[Exercise requirements]:
Starting with the line that contains "Locate the birch bark" and going on through the end of the records, copy those lines again, changing "birch bark" to "oak bark" and leaving everything else as it is.

[Records provided]:
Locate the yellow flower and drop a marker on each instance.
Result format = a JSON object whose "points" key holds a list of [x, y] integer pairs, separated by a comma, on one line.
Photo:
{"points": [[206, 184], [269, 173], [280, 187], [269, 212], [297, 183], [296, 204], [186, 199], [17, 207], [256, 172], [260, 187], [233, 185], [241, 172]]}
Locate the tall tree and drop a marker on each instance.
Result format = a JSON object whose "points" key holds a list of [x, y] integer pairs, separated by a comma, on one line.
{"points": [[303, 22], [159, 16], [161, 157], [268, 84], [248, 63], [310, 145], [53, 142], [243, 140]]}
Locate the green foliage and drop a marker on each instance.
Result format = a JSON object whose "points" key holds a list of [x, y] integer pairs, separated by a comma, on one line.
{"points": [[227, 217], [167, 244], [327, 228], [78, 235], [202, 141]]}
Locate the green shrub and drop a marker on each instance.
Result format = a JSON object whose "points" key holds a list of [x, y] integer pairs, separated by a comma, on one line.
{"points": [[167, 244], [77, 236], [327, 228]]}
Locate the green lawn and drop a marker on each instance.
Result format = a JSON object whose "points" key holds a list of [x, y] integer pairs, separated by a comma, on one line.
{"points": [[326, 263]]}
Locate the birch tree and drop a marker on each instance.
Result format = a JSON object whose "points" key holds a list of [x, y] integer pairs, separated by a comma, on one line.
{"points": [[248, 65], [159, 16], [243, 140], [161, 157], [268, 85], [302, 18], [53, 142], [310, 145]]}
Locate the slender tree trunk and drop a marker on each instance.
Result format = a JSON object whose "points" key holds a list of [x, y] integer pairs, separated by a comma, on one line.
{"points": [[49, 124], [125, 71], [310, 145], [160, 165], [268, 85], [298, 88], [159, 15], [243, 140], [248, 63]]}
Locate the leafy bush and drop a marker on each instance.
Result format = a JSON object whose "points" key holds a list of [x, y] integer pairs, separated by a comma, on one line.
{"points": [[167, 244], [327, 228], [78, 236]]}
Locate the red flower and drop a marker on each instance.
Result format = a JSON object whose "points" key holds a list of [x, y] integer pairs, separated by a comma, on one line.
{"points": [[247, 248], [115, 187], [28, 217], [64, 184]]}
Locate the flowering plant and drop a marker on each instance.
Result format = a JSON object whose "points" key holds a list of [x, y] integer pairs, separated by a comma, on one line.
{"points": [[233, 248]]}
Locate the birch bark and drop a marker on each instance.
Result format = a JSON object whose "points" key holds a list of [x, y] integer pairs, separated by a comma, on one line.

[Problem solution]:
Locate the oak bark and drop a marker on each instance.
Result format = a JSON object whose "points" key holds a list of [x, y] integer pairs, separated by a comma, on one line.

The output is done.